Records for this task:
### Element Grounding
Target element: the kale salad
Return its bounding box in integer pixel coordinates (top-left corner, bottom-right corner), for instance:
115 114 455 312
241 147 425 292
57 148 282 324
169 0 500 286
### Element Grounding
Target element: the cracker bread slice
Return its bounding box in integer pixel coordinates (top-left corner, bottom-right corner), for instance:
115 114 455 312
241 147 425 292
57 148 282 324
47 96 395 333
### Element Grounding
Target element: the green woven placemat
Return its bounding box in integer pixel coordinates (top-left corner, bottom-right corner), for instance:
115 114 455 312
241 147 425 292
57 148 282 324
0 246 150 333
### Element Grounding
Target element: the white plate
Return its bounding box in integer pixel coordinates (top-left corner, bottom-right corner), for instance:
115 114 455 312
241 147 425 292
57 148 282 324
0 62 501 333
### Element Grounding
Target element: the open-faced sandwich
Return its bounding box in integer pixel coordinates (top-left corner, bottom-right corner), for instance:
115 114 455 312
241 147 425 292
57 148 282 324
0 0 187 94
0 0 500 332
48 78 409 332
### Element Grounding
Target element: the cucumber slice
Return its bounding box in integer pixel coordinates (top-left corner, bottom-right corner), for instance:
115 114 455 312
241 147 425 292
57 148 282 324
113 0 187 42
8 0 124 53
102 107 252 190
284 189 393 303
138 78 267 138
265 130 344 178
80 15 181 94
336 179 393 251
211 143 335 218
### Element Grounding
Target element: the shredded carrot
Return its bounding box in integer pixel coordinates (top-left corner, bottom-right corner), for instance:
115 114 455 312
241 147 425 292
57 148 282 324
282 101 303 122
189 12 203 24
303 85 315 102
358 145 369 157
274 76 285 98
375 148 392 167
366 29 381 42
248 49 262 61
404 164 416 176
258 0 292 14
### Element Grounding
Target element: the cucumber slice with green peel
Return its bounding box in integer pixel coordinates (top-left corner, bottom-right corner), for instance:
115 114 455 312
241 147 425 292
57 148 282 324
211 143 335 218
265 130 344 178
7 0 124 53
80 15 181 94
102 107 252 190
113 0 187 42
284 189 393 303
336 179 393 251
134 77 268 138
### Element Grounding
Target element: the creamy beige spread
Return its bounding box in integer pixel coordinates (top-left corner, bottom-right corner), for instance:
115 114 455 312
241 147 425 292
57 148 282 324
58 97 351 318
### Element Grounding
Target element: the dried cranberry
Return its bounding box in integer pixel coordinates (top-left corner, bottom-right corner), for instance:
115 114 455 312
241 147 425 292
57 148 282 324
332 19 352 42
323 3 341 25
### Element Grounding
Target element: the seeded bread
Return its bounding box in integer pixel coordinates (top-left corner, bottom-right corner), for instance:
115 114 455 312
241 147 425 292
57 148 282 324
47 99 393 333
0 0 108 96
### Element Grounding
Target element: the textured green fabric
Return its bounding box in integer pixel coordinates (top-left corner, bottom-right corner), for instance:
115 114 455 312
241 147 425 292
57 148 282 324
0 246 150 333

Required work: Rewrite the material from its first line through the line containing "134 77 268 138", both ends included, keeping every line. Increase each bounding-box coordinate in the answers by 150, and leave unchanged the sample coordinates that follow each "for instance:".

Final result:
### Element Grounding
Target element: the kale salad
Return its bounding box in integer pixel coordinates (top-left corner, bottom-right corner), for instance:
115 114 455 312
241 147 425 292
57 148 282 324
319 150 650 436
### Element Grounding
Target element: the cracker bread slice
Return its bounding box in integer pixel coordinates (top-left corner, bottom-right corner), for instance:
115 114 455 312
241 147 425 292
57 148 282 324
197 246 545 483
### Element Grounding
Target element: the green woven placemat
Return its bounding box in integer pixel coordinates (top-left corner, bottom-right corner), for instance:
115 114 455 312
241 147 425 292
57 148 282 324
150 396 300 483
### Element Grounding
Target element: the white plate
Return its bounding box in integer pixel coordinates (top-left corner, bottom-right corner), for instance:
115 114 455 312
241 147 425 292
57 148 282 324
150 212 651 483
### Element Grounding
Target element: the open-faced sandwich
Return its bounding box in integer pixel coordinates (top-left corner, bottom-right corner), for instance:
115 114 455 312
241 147 425 292
57 148 282 324
150 150 337 244
150 150 650 482
198 228 559 482
### Element Grounding
Target element: the cucumber slice
Return its bounding box in integer pixel coordinates (top-left corner, bottom-right corner), for instance:
115 114 455 312
241 147 425 292
57 148 282 324
263 150 337 192
158 150 274 203
252 257 402 340
434 339 543 453
288 228 417 288
415 280 494 328
230 165 331 244
486 329 543 401
361 293 485 368
### Element Grounding
Target element: the shredded carrot
Return its bounding box in integer pixel coordinates (top-left corner, bottom-right corner), for instance:
115 114 455 312
241 147 425 292
57 148 282 324
432 251 453 272
339 162 353 174
453 235 465 252
508 295 519 307
424 226 435 248
525 298 542 317
516 179 531 192
398 199 412 211
554 314 566 326
408 150 442 164
### Element Grounding
Target element: the cucumber slice with green peel
Return its bounding box in integer pixel coordinates (top-left corner, bottom-right corner), for instance:
115 114 455 312
241 147 425 292
57 148 282 324
361 293 485 368
415 280 494 328
157 150 274 203
230 165 331 244
252 257 402 340
263 150 337 192
434 339 543 453
486 329 543 401
284 227 418 288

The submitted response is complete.